Clarification

This post is undergoing severe re-Clarification! It is the writers opinion, following his enlightened readers, that the terms used obscure more than clarifies the meanings he is trying to propose…

It is not “religion” that makes people more “conservative” and sexually less “liberal”, but it is the capitalistic system, and the emergence of a bourgeois society. So Religion, or religious institutions in a capitalist system, religion under the watchful eye of the State can project more “conservative” practices.

Yet “conservative” does not mean much, and the management of the body is a much more complex issue than being “free to do whatever I want”. Because “free” and thinking that one knows what he/she “wants” are conceptual illusions that blind you from seeing how enslaved one is by the power structures in place. And that’s the merit of the liberal system.

This entry was posted in Concepts, Cultural practices, Islamic practices, Liberalism, Secularism, Social practices. Bookmark the permalink.

14 Responses to Clarification

  1. Sandrine says:

    Je suis horriblement tentée de commenter, mais je m’abstiens parce que j’ai la vague impression que mes commentaires déplaisent ici…

  2. Sandrine says:

    Ceci dit, ce que tu penses s’applique bien sur cette bourgeoisie là : http://www.youtube.com/watch?v=CgkS5_PTfZQ

    hihihi! Clownesque
    Je pense aux evangelicals aux etats unis, plus white trash et moins bourgeois que ça tu crèves.. Mais bon, j’imagine que ce que tu dis dois bien s’appliquer à certains contextes et certaines régions…

  3. sean says:

    I can’t think of a single example that might actually back this idea up, Bech. So it’s the rampant free market capitalism and rampant bourgeoisie that’s made Egyptian and Syrian societies so sexually conservative? Lebanon, which has an economy that’s much more capitalist than either of those countries, should then, by your theory, be more sexually conservative.

## Problem set
**1)** Answer these questions about the post on religion and capitalism:
(a) According to the post, what makes people more "conservative" and sexually less "liberal"?
(b) Which country does sean name as having an economy much more capitalist than Egypt's or Syria's?
(c) How many responses does the post have?
**2)** Can you rewrite the paragraph of the post on religion and capitalism that begins "Yet “conservative” does not mean much" more briefly, keeping its main facts?
**3)** Could you write the next part of the post on religion and capitalism, starting after its final sentence?
The items that follow have no connection to the post on religion and capitalism.

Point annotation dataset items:
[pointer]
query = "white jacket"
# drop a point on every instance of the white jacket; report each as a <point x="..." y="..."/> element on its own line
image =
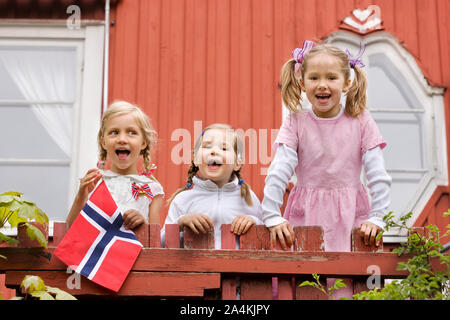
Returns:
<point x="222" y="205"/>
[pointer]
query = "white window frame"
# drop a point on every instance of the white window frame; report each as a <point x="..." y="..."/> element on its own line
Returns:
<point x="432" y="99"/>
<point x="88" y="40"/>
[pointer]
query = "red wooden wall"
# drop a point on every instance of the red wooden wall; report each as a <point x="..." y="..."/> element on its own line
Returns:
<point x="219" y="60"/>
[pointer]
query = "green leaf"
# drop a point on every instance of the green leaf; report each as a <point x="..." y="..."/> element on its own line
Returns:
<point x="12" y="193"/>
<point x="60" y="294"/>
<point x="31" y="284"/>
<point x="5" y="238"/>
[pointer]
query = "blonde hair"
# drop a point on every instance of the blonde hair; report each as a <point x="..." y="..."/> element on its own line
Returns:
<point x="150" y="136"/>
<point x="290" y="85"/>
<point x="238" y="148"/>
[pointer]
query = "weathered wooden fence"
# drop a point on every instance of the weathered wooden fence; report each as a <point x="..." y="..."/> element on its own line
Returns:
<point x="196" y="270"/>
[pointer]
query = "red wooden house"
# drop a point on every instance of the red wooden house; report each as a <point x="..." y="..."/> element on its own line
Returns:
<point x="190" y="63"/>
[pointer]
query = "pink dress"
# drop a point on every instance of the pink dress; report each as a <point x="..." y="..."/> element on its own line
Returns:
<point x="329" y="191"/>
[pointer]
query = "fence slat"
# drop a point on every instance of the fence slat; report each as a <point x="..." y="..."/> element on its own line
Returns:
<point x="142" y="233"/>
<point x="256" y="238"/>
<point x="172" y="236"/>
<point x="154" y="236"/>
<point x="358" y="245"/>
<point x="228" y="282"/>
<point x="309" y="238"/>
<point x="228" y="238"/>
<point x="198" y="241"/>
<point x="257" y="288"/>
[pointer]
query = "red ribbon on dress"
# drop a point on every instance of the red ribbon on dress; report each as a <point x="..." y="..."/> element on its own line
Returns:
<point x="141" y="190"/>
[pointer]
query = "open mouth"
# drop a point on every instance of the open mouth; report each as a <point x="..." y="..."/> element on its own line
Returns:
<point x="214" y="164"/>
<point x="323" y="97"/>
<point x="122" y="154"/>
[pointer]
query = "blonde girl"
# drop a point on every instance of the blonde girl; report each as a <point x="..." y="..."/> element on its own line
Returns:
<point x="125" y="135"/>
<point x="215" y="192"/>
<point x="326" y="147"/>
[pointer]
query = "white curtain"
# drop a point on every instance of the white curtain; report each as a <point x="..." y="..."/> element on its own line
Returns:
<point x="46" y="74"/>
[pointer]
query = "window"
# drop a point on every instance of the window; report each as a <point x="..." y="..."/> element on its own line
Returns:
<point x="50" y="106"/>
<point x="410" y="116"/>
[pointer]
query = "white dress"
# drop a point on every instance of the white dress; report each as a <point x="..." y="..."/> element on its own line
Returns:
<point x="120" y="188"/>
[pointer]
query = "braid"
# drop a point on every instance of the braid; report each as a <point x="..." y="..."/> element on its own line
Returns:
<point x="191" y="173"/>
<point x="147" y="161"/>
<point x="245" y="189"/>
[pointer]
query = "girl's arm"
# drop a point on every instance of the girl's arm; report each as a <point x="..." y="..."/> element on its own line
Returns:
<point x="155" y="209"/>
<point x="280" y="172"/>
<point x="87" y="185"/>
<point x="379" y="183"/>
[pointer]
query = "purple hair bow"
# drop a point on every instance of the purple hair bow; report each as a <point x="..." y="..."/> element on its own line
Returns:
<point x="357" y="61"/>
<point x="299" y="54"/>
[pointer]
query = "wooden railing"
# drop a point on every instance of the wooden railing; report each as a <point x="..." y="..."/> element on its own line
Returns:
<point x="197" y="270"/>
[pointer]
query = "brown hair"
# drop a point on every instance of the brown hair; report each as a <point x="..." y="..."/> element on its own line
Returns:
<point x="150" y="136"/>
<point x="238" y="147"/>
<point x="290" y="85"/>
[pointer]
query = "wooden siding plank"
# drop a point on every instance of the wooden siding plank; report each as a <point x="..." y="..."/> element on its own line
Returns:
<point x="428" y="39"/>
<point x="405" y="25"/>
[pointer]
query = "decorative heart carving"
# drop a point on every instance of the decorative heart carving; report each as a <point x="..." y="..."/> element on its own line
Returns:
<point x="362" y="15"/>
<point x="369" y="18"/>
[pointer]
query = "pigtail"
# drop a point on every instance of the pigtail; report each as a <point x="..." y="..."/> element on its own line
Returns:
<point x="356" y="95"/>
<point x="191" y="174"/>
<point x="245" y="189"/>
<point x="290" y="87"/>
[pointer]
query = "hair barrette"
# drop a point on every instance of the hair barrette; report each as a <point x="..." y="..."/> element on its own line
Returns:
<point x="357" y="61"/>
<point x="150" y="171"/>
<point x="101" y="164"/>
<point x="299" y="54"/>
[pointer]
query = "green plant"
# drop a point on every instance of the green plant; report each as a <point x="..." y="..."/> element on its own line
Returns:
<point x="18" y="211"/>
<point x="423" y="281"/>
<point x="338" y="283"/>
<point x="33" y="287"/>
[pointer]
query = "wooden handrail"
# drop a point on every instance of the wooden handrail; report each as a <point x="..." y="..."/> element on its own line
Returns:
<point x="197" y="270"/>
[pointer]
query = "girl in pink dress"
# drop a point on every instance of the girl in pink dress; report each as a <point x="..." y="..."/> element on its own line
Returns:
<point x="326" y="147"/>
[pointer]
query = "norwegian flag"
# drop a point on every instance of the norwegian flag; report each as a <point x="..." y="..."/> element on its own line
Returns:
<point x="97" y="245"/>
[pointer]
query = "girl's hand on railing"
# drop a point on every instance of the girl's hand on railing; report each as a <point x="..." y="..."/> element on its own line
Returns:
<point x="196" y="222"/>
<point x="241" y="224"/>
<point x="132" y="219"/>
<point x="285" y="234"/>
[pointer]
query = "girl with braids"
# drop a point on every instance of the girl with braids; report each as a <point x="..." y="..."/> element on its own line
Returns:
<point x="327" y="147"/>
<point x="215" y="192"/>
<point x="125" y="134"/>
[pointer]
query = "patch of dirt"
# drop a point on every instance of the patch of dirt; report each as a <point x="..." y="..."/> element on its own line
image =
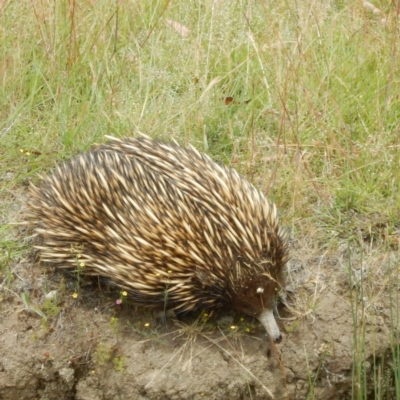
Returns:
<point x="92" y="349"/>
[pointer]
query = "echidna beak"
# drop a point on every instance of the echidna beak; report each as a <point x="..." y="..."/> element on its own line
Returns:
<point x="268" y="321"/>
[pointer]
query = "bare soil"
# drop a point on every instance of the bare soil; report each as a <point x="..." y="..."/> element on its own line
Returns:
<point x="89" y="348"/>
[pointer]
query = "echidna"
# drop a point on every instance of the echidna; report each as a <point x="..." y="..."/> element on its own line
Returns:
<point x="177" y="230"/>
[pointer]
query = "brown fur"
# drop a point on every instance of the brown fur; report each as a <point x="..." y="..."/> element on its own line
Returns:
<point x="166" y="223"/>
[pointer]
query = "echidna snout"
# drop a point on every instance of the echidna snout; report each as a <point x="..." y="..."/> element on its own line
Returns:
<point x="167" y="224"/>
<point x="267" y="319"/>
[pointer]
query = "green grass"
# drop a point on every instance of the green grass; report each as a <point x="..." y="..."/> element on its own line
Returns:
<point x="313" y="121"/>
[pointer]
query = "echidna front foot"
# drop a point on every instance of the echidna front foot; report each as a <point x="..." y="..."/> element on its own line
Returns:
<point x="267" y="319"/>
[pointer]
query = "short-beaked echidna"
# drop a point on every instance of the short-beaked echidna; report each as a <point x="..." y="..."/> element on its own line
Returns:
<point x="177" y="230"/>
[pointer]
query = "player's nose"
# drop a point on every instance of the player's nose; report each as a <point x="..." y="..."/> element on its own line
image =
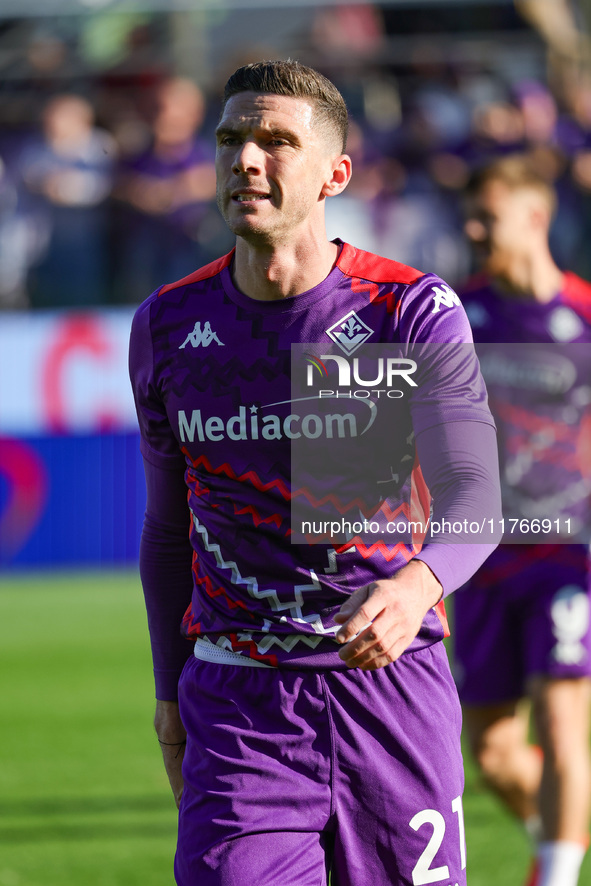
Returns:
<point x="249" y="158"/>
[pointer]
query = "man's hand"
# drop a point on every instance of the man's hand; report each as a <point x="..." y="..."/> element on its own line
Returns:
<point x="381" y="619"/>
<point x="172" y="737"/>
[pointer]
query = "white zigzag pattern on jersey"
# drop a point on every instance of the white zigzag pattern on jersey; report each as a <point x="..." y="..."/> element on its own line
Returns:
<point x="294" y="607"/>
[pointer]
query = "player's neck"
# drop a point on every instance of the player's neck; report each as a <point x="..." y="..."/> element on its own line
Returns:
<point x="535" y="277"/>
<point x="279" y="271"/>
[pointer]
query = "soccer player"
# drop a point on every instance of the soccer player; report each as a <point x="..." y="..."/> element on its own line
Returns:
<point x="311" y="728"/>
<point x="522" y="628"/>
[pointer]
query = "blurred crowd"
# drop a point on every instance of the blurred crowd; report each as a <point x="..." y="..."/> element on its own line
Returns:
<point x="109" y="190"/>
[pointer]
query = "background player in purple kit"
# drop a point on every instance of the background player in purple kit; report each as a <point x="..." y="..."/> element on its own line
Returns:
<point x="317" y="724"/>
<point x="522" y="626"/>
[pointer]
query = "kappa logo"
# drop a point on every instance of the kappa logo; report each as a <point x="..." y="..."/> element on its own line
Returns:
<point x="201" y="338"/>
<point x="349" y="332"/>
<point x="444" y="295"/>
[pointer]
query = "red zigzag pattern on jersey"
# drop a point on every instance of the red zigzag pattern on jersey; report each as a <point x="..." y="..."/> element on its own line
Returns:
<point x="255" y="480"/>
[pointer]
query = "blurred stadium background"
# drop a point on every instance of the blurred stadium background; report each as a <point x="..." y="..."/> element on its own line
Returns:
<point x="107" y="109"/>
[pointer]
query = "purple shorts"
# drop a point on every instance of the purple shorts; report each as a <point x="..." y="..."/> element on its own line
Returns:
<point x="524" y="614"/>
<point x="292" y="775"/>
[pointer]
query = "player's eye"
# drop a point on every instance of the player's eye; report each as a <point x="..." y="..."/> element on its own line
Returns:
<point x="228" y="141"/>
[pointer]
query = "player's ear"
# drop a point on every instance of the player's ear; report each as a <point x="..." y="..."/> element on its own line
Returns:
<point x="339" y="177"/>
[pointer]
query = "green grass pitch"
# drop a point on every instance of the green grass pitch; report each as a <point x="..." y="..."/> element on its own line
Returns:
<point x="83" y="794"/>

---

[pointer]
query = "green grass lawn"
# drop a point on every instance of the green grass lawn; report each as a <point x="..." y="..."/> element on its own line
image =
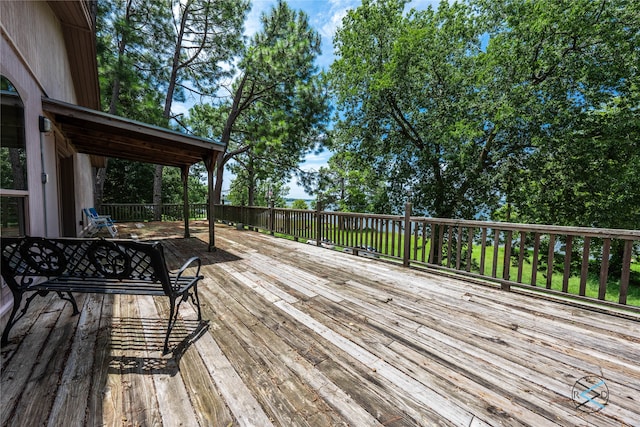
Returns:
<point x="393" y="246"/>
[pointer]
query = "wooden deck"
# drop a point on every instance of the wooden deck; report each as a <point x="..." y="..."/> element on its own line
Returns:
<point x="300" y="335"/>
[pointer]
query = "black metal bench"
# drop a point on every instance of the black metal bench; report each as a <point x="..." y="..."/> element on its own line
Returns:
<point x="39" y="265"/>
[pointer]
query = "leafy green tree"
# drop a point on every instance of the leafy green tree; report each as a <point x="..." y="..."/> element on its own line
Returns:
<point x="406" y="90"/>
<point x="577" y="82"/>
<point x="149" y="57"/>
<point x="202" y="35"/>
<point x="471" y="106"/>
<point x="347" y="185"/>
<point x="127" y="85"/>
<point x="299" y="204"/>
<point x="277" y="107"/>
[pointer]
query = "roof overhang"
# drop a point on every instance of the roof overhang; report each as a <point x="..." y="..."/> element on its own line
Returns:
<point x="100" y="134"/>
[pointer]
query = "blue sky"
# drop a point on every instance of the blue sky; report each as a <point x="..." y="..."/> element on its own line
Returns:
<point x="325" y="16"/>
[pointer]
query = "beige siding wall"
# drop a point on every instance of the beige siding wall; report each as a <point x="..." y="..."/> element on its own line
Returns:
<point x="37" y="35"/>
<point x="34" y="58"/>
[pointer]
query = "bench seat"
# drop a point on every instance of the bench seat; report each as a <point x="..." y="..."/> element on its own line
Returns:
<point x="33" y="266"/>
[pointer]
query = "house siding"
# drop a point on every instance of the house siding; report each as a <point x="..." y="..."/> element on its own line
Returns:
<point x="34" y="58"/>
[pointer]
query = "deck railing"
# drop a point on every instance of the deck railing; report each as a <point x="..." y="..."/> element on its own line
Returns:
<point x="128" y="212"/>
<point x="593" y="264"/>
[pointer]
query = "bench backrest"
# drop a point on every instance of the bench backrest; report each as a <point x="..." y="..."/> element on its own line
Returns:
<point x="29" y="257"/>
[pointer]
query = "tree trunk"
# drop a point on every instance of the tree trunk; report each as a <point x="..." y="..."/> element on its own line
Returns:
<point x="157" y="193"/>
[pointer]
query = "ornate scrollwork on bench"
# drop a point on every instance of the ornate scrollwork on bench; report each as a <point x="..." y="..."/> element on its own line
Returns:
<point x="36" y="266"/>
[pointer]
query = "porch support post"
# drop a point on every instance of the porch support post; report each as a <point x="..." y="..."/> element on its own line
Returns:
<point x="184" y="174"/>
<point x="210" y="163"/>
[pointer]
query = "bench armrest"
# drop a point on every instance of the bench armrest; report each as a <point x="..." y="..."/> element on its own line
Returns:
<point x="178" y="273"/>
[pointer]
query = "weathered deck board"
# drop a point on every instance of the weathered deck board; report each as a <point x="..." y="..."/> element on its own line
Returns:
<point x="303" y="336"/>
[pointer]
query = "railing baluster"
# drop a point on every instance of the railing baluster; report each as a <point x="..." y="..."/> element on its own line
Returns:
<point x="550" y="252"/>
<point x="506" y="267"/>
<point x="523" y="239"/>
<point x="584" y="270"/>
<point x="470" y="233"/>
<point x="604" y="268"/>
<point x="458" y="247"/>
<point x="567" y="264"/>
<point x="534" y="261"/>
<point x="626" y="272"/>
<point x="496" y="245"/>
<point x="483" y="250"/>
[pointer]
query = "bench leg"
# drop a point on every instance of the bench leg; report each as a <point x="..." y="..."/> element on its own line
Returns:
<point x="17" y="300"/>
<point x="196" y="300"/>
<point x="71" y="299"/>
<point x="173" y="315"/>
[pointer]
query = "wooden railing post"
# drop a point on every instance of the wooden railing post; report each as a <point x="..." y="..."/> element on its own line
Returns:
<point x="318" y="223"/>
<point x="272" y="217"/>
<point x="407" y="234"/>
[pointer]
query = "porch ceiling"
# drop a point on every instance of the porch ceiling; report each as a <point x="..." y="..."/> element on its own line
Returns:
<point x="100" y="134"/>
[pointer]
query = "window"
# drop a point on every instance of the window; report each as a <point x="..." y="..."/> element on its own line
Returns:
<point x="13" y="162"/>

## Task-by-task outputs
**1)**
(a) The capitalistic system and the emergence of a bourgeois society.
(b) Lebanon.
(c) 14.

**2)** "Conservative" means little, and managing the body is more complex than being "free to do whatever I want." Being "free" and knowing what one "wants" are illusions that keep one from seeing how enslaved one is by existing power structures, and that is the merit of the liberal system.

**3)**
    I think both of us know that that’s just not true.

  4. Bech says:

    Well, see that’s the problem when I don’t write long posts and I don’t clarify what I meant to say. ‘bougeois society’ is a short cut of course. But a friend advised to write short posts and then go into details into the comment section.

    First of all i did not comment on the types of capitalism (free market, more social intervention etc.) because I think it is irrelevant. I’m just comparing pre-capitalist to capitalist societies. So societies with and without the modern state and all its educative institutions.

    And yes bourgeoisie, if such a concept still applies, meaning middle class, nuclear family, with average jobs, and whose livelihood depend on the functioning of affiliated institutions of the modern state, have more conservative sexual practices. “Religion” re-interpreted in light of these social and economic changes can be an anchor for this conservatism. So instead of bourgeoisie let’s call it capitalist society.

    Also, by conservatism i don’t mean “you don’t have the right to have sex before marriage” or that type of very simplistic criteria. I mean a totally novel understanding of the body that becomes more disciplined, less free from the inside even if ‘opportunity’ exists in ‘the outside’.

    Under a capitalist system, social bonds tend to go under heavy tension which creates this gap filled by the educative institutions (school, media, re-worked family, religious institutions, and other State sanctified institutions).

    What I mean is it is even possible to consider Europe as more conservative than the Middle East say, although the Middle East is catching up.

    If Egyptian and Syrian societies are perceived to be more conservative it is first the case in large urban area where capitalism as a economic but most importantly social system prevail. Cairo is much more dynamic at this level than Beirut for example. Although I don’t think we can say one city is more conservative than the other.

    And again I used the term conservative as a shortcut, it should be a more complex relation to the body, health, sickness, discipline, etc.

    It probably is still abstract, but I hope it makes sense, if not I could give examples. Let me know.

  5. sean says:

    I’m afraid my understanding of what qualifies as “sexually conservative” must be really simplistic, because I can’t understand a definition of either sex or conservative that would rate Europe as more sexually conservative than the Middle East or Cairo as more sexually conservative than Beirut. Unless, of course, by “conservative” you mean the opposite of its generally accepted definition and by “sex” you mean something altogether different from what we normally think of when we talk about sex.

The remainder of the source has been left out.